- _Tasks and exercises_
1. In the Worcester County broadband piece, why did earlier major broadband efforts eventually stall?
2. Reproduce the part of the Worcester County broadband piece starting with "It’s the reality, however, for" and going on through "citizens and businesses.".
━━━━━ Passage provided ━━━━━
It’s going to take a long time, but Worcester County’s broadband effort appears to finally be happening. Many steps are being taken that cumulatively make it seem like within a few years the connectivity dark spots will be addressed.
It seems incomprehensible to many of us in today’s age for people to be without Internet connectivity in their homes. It’s seems equally implausible for cell phone usage to be unavailable in certain areas, like Newark, Ironshire and Public Landing, to name a few.
It’s the reality, however, for thousands of residents in Worcester County. Twenty years of conversations have been had on the issue, and it appears it took a pandemic to make broadband access a reality.
Many public officials have been working many years to try and get broadband issues front and center. Some folks, like former Commissioner Virgil Shockley, even made it a top priority while in office and worked with regional coalitions to speed up the effort. No matter the best intentions, any major efforts eventually stalled because of funding. There were laudable piecemeal projects advanced, but they helped a small number of citizens and businesses.
Today, all the commissioners appear to be on the same page and see the allocation of federal pandemic relief funding as an opportunity to fast track the broadband effort. It appears there will be a mix of federal dollars, loan money, state contributions and county funds in play to bolster broadband infrastructure. As Commissioner Ted Elder, who represents a large section of rural areas, said, “Whatever it takes I think we need to push this forward.”
━━━━━ Entries supplied ━━━━━
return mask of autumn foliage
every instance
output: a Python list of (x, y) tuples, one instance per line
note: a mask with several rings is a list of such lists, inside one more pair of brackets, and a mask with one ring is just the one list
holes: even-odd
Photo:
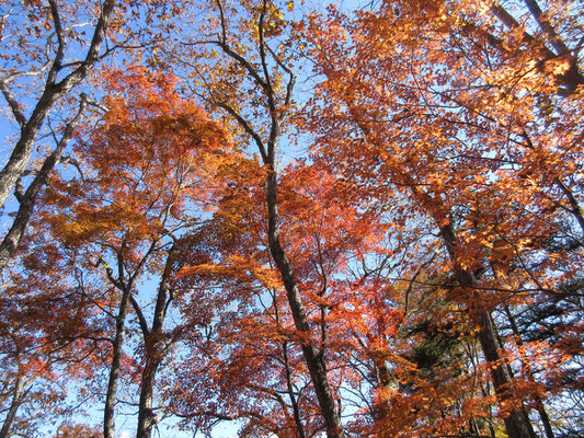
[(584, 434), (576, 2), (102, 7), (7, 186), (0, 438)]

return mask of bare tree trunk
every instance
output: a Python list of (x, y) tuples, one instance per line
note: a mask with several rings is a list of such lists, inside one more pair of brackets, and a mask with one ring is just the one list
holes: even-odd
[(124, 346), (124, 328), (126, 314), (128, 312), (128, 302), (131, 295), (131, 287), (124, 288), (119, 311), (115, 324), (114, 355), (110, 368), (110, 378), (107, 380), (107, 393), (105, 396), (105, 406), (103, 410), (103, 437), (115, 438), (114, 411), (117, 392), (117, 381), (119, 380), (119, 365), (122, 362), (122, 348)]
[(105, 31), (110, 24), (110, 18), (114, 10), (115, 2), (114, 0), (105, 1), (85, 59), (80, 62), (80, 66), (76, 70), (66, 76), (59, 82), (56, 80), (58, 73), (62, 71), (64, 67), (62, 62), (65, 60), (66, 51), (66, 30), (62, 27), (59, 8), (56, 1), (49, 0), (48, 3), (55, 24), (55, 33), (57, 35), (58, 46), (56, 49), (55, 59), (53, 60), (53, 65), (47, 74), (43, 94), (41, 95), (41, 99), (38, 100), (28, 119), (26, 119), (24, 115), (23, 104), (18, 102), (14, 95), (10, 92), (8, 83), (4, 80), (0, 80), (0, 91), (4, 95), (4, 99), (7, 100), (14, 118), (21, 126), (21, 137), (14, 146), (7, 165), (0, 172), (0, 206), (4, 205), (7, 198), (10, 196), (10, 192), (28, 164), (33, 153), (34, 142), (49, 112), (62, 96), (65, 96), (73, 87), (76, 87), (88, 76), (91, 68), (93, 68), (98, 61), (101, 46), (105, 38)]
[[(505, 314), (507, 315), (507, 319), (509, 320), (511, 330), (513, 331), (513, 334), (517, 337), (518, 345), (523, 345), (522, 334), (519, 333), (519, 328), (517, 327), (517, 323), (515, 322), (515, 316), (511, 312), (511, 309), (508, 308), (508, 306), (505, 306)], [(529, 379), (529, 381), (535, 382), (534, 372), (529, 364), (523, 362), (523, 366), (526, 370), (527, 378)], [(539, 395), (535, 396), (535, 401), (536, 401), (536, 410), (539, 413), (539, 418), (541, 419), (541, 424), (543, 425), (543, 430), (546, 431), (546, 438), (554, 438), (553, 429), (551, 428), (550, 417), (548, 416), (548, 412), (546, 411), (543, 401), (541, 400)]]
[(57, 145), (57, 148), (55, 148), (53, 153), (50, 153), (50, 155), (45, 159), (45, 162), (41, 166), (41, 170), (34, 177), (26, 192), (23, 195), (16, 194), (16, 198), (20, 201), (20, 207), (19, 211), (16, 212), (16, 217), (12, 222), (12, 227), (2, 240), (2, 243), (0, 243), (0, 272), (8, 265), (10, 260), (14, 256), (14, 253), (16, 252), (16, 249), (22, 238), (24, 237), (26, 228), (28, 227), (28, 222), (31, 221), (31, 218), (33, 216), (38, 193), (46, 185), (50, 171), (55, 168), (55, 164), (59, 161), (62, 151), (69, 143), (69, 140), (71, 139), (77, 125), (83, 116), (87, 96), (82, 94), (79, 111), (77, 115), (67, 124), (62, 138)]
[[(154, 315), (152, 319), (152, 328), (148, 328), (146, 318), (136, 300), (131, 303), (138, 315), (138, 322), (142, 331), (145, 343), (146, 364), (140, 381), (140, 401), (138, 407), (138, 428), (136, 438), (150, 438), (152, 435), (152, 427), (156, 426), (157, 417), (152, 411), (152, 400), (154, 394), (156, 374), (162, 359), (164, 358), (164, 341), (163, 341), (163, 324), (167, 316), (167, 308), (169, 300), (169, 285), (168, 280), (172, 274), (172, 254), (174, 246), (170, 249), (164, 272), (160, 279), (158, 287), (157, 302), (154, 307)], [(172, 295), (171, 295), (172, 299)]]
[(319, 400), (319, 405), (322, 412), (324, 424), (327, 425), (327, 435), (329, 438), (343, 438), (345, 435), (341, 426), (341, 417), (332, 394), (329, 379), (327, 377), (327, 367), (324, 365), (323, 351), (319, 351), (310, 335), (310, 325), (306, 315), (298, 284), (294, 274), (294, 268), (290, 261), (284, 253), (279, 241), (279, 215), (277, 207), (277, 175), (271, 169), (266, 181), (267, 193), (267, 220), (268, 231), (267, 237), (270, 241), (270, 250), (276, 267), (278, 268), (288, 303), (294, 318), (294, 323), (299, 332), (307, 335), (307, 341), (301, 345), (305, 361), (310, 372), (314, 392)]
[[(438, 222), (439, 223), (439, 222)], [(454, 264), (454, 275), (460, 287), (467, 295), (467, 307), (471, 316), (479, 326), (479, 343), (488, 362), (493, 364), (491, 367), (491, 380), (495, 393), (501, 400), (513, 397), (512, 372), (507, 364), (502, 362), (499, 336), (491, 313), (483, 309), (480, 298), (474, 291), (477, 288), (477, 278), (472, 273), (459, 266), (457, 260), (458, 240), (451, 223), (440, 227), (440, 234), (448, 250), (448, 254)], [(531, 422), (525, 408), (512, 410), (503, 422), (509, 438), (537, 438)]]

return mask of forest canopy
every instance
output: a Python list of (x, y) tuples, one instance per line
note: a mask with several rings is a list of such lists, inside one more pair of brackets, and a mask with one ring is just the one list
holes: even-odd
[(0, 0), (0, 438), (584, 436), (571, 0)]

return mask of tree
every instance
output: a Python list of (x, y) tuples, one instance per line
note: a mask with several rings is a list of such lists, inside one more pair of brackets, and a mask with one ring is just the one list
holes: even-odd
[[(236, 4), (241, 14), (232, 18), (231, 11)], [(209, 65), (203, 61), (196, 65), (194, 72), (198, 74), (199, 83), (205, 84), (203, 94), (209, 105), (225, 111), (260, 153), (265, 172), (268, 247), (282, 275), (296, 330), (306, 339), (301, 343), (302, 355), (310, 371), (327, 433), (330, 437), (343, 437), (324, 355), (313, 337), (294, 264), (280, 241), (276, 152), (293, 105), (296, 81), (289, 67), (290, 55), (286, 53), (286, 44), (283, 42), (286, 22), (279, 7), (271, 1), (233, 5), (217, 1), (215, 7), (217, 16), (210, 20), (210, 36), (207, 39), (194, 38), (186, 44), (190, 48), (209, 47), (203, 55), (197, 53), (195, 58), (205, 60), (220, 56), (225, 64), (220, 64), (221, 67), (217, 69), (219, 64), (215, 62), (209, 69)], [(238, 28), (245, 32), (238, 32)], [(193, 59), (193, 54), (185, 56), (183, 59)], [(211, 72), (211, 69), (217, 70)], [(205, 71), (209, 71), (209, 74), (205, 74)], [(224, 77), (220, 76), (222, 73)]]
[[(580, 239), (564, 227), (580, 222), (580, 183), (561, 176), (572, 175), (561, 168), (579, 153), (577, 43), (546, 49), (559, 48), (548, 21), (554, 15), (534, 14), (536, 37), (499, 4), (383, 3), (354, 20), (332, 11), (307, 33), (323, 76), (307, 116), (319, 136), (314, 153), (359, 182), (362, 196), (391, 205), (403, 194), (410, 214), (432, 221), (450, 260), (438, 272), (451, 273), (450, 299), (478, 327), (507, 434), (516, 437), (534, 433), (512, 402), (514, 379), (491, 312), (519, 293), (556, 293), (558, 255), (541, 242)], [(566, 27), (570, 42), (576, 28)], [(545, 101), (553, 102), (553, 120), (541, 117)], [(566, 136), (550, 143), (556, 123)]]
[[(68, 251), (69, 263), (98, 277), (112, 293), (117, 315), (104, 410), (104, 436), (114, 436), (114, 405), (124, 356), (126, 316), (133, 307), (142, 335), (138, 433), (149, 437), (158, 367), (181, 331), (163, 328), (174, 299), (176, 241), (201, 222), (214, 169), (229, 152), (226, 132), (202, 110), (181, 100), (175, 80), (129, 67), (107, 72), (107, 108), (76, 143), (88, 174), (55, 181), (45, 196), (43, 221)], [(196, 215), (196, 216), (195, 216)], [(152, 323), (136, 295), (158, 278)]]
━━━━━
- _Answers for each item_
1. They stalled because of funding, despite the best intentions behind them.

2.
It’s the reality, however, for thousands of residents in Worcester County. Twenty years of conversations have been had on the issue, and it appears it took a pandemic to make broadband access a reality.
Many public officials have been working many years to try and get broadband issues front and center. Some folks, like former Commissioner Virgil Shockley, even made it a top priority while in office and worked with regional coalitions to speed up the effort. No matter the best intentions, any major efforts eventually stalled because of funding. There were laudable piecemeal projects advanced, but they helped a small number of citizens and businesses.